- Problem description:
Begin at the line in the listing below that contains "the lip, the" and stop after the last line of the listing. Copy those lines again, requests included, and shift every coordinate in the answers by adding 114 to each number.

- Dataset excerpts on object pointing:
==============================
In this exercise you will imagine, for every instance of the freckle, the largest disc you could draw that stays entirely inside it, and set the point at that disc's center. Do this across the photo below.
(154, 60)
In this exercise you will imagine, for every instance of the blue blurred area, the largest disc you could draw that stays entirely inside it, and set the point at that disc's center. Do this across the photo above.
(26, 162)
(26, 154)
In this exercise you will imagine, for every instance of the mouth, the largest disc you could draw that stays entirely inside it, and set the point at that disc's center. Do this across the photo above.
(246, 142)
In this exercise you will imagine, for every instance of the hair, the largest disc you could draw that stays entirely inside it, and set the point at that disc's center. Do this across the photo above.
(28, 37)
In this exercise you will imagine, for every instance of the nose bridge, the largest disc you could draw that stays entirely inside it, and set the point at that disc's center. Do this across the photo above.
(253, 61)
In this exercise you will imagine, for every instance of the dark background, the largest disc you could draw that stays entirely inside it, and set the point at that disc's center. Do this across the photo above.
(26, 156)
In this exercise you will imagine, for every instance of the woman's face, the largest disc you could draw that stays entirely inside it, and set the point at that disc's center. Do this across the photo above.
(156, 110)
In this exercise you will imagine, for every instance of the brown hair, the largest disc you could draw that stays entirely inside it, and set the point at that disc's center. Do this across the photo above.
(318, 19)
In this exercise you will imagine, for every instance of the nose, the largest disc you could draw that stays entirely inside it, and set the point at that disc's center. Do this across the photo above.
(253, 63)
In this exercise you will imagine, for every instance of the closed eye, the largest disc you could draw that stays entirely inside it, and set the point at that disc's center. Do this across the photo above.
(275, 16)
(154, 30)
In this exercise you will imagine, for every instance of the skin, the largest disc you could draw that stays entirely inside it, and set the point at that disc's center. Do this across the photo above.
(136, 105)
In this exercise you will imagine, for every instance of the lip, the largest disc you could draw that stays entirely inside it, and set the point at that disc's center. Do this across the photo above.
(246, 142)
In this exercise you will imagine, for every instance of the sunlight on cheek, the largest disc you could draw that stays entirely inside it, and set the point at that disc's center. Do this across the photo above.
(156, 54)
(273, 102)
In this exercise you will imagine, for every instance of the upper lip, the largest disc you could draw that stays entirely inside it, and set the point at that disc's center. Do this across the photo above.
==============================
- Output:
In this exercise you will imagine, for every instance of the lip, the largest disc you could draw that stays entirely inside it, and set the point at that disc's center. Do this across the photo above.
(360, 256)
In this exercise you will imagine, for every instance of the sunlight on cheek, the largest disc you could draw that stays entirely inside it, and set the point at that disc's center. Do this across the photo above.
(270, 168)
(387, 216)
In this exercise you will imagine, for every instance of the upper lip, the largest disc you could draw that stays entirely inside it, and set the point at that disc's center. Do this across the photo above.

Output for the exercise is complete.